- **Selected excerpt**
Search code examples
performanceloadcpu-usage

Type of CPU load to perform constant relaxed work


I'm trying to figure out how to program a certain type of load to the CPU that makes it work constantly but with average stress.

The only approach I know how to load a CPU with some work to do which wouldn't be at its maximum possible performance is when we alternate the part of giving the CPU something to do with sleep for some time. E.g. to achieve 20% CPU usage, do some computation which would take e.g. 0.2 seconds and then sleep for 0.8 seconds. Then the CPU usage will be roughly 20%.

However this essentially means the CPU will be jumping between max performance to idle all the time.

I wrote a small Python program where I'm making a process for each CPU core, set its affinity so each process runs on a designated core, and I'm giving it some absolutely meaningless load:

def actual_load_cycle():
    x = list(range(10000))
    del x

while repeating a call to this procedure in cycle and then sleeping for some time to ensure the working time is N% of total time:

while 1:
    timer.mark_time(timer_marker)
    for i in range(coef):
        actual_load_cycle()
    elapsed = timer.get_time_since(timer_marker)

    # now we need to sleep for some time. The elapsed time is CPU_LOAD_TARGET% of 100%.
    time_to_sleep = elapsed / CPU_LOAD_TARGET * (100 - CPU_LOAD_TARGET)
    sleep(time_to_sleep)

It works well, giving the load within 7% of desired value of CPU_LOAD_TARGET - I don't need a precise amount of load. But it sets the temperature of the CPU very high, with CPU_LOAD_TARGET=35 (real CPU usage reported by the system is around 40%) the CPU temps go up to 80 degrees. Even with the minimal target like 5%, the temps are spiking, maybe just not as much - up to 72-73.

I believe the reason for this is that those 20% of time the CPU works as hard as it can, and it doesn't get cooler fast enough while sleeping afterwards.

But when I'm running a game, like Uncharted 4, the CPU usage as measured by MSI Afterburner is 42-47%, but the temperatures stay under 65 degrees.

Uncharted MSI afterburner data

How can I achieve similar results, how can I program such load to make CPU usage high but the work itself would be quite relaxed, as is done e.g. in the games?

Thanks!

- **Task instructions**
Please list every function or method called inside the while-loop code in the CPU load thread above.

[Box-labeled dataset extracts]
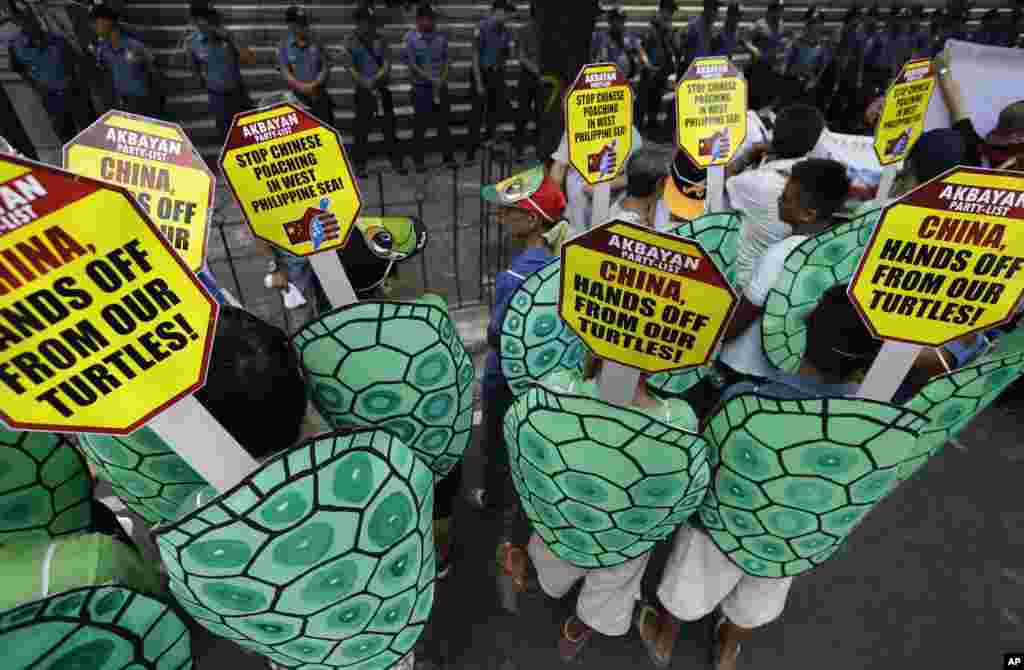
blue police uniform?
[7,32,95,143]
[467,16,512,161]
[278,33,334,126]
[401,29,452,167]
[186,31,252,137]
[347,34,401,171]
[96,32,163,116]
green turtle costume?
[157,428,436,670]
[761,210,881,373]
[80,428,206,525]
[505,372,710,569]
[700,393,928,577]
[293,297,476,476]
[0,427,92,545]
[899,329,1024,479]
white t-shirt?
[721,235,807,378]
[725,159,803,288]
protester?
[7,11,96,144]
[466,0,515,162]
[278,5,335,126]
[513,354,696,662]
[401,4,455,172]
[725,104,825,288]
[89,4,164,117]
[347,9,406,177]
[512,0,544,160]
[635,0,678,132]
[719,159,850,386]
[607,146,669,227]
[185,0,256,138]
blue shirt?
[401,30,447,86]
[483,248,555,393]
[187,33,242,93]
[8,32,72,91]
[96,33,151,97]
[278,35,329,83]
[348,35,387,79]
[476,16,512,68]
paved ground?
[190,389,1024,670]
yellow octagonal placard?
[849,167,1024,346]
[0,157,217,434]
[874,58,935,165]
[63,111,216,271]
[220,102,361,256]
[676,57,746,167]
[564,62,633,184]
[558,221,736,373]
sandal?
[558,615,594,663]
[496,541,530,614]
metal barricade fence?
[207,142,528,332]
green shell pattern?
[761,210,881,373]
[0,586,193,670]
[80,428,206,525]
[0,428,92,544]
[157,429,436,670]
[899,330,1024,480]
[293,301,476,475]
[700,393,928,577]
[504,386,710,568]
[500,258,587,395]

- **Output for this task**
timer.mark_time, range, actual_load_cycle, timer.get_time_since, sleep